> EXERCISE AIM: Search term "bicycle": please show all lines in the listing that contain it.

---*---

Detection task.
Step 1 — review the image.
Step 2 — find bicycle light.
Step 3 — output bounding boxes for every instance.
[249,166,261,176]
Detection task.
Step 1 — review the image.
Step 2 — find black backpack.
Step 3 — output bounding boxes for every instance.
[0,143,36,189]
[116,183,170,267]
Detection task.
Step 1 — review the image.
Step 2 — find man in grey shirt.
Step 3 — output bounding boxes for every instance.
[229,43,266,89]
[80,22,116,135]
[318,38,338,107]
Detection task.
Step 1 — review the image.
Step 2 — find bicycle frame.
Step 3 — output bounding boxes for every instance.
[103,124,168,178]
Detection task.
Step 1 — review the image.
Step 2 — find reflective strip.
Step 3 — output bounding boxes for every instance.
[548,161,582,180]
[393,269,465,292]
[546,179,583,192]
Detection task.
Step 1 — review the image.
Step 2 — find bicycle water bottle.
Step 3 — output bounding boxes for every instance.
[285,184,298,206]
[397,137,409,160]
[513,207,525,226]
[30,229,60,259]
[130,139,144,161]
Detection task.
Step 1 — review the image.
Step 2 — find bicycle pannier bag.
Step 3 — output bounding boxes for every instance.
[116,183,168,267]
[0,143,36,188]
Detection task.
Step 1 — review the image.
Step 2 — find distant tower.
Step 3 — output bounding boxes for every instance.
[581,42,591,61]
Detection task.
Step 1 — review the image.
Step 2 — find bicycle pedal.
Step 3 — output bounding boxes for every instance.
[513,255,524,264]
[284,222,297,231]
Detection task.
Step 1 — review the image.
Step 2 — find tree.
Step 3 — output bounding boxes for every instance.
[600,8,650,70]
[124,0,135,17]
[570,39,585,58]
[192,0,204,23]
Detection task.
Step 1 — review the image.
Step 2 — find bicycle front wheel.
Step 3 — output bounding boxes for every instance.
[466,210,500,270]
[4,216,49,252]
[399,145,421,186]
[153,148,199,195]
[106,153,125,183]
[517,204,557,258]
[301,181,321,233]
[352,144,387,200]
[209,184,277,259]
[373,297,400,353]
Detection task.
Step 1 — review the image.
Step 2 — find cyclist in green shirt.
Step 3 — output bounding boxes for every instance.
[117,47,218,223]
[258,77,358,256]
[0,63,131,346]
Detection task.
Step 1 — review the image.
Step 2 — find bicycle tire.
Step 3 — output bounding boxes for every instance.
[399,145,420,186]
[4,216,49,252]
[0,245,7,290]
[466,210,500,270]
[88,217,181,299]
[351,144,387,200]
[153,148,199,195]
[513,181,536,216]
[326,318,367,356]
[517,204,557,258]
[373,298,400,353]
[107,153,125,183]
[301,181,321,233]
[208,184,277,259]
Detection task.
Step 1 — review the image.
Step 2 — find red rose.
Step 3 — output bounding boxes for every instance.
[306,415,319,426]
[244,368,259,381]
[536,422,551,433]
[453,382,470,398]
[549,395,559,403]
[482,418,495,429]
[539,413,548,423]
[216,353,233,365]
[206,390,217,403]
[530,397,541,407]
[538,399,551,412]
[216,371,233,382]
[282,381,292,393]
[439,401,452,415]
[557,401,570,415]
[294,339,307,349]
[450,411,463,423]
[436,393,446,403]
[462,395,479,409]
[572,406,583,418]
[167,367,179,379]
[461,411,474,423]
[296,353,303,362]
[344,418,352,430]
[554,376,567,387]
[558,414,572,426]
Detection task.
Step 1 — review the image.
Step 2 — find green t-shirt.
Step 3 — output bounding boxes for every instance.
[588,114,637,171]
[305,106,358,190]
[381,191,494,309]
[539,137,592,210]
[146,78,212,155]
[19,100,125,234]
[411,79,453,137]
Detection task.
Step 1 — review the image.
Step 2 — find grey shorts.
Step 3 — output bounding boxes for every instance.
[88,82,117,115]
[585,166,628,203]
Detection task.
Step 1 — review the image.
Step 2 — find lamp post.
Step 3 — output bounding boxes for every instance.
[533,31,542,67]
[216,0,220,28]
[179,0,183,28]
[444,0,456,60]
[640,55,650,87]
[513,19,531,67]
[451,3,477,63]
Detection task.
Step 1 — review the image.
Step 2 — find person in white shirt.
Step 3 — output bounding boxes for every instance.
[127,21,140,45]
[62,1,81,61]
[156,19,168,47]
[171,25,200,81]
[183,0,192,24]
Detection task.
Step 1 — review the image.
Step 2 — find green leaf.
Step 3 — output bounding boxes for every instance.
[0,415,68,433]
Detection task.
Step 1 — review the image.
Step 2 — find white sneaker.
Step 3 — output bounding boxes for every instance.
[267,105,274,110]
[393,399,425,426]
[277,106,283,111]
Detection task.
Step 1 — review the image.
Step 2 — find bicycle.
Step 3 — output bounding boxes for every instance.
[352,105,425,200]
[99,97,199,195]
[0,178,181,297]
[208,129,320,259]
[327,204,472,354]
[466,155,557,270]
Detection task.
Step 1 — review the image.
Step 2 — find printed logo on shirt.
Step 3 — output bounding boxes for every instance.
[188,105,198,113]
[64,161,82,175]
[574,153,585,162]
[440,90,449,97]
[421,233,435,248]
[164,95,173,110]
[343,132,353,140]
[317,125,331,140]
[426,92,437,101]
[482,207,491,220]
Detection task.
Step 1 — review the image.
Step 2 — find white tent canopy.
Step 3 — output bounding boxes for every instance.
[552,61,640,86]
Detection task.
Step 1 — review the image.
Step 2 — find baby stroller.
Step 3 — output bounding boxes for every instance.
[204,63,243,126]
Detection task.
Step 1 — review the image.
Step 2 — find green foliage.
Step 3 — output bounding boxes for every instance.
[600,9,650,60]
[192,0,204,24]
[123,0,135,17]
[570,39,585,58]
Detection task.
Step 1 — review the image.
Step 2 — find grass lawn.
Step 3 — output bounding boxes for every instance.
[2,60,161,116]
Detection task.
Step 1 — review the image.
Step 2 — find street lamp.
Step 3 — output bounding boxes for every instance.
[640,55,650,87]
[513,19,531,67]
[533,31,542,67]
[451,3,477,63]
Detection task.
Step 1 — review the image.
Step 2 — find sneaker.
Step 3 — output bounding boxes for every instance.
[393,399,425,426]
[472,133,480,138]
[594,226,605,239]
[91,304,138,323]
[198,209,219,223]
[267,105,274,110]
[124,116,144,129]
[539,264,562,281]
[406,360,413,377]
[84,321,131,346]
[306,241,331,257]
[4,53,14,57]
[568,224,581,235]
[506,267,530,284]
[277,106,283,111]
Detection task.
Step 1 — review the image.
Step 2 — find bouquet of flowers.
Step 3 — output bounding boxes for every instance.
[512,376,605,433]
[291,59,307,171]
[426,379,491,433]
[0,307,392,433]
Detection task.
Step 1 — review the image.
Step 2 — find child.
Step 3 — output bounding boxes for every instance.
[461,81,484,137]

---*---

> TASK ANSWER:
Step 2 — find bicycle light.
Step 2 — find bicycle frame.
Step 2 — find bicycle water bottle.
Step 2 — find bicycle pannier bag.
Step 2 — find bicycle pedal.
Step 2 — find bicycle front wheel.
Step 2 — find bicycle tire.
Step 2 — find bicycle.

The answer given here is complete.